━━ Entries supplied

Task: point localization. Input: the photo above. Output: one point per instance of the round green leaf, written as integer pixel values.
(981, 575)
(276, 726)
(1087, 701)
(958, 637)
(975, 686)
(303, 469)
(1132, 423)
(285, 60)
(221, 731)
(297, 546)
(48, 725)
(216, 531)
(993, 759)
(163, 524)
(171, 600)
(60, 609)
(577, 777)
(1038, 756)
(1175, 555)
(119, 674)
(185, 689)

━━━━

● Work to be completed
Print the data above again, with nothing altered and nothing left out.

● Exercise result
Task: point localization. Input: the photo above. Output: one point per instance of the round green leaf, written as integer pixel values.
(981, 575)
(276, 726)
(1087, 701)
(958, 637)
(975, 686)
(303, 469)
(1132, 423)
(285, 60)
(221, 731)
(297, 546)
(48, 725)
(216, 531)
(993, 759)
(163, 524)
(171, 600)
(60, 609)
(577, 777)
(1038, 756)
(1175, 555)
(119, 674)
(185, 689)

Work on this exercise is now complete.